DATA EXTRACTS below:

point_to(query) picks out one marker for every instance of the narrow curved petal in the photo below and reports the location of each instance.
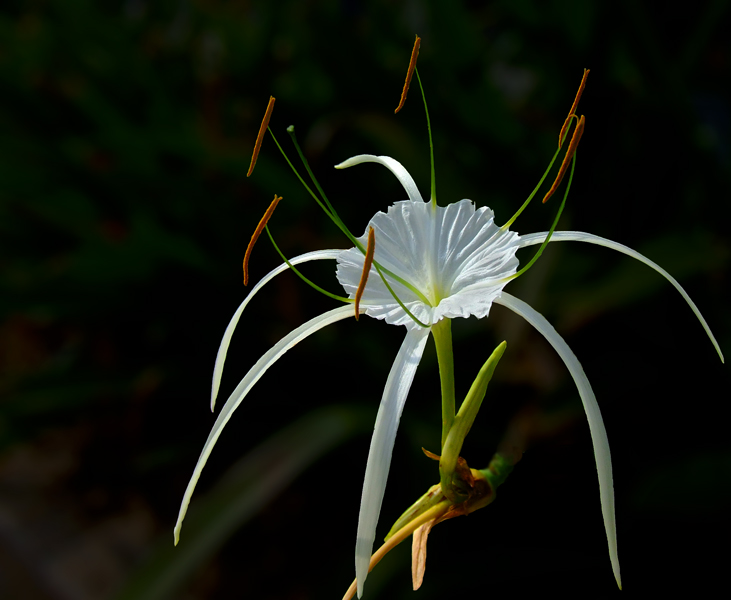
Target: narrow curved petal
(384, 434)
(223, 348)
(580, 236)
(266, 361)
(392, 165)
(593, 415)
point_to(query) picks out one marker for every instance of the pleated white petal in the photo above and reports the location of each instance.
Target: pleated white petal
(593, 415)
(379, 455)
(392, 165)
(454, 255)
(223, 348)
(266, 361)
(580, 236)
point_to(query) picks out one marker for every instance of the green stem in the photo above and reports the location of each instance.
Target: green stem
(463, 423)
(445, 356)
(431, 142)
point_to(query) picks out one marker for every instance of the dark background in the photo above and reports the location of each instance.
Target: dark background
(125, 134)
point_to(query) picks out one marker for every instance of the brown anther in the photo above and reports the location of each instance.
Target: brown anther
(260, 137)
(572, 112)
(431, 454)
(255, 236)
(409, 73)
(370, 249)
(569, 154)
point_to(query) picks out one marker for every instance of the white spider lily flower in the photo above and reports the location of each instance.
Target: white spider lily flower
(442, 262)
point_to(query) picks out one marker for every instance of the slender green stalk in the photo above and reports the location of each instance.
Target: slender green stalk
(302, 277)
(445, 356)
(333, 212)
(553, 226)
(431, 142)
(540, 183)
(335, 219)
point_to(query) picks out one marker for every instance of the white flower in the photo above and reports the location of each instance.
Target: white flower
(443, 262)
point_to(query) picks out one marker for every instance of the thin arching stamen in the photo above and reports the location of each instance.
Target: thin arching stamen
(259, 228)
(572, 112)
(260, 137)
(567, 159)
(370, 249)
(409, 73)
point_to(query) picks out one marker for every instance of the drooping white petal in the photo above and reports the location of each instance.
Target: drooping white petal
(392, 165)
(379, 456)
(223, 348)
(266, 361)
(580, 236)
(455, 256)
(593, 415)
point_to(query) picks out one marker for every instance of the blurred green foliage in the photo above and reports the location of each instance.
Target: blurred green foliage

End of DATA EXTRACTS.

TASK INSTRUCTIONS: Using the records above, set down exactly the lines from the one with "the white spider" through the one with "of the slender", inclusive, and nothing more.

SOLUTION:
point_to(query) picks out one marker for every instance of the white spider lily flower in the photo above and reports the location of each instance.
Target: white spider lily flower
(442, 262)
point_to(query) picks out one marker for every instance of the slender green stalk in the photo above and reports the location of each instance.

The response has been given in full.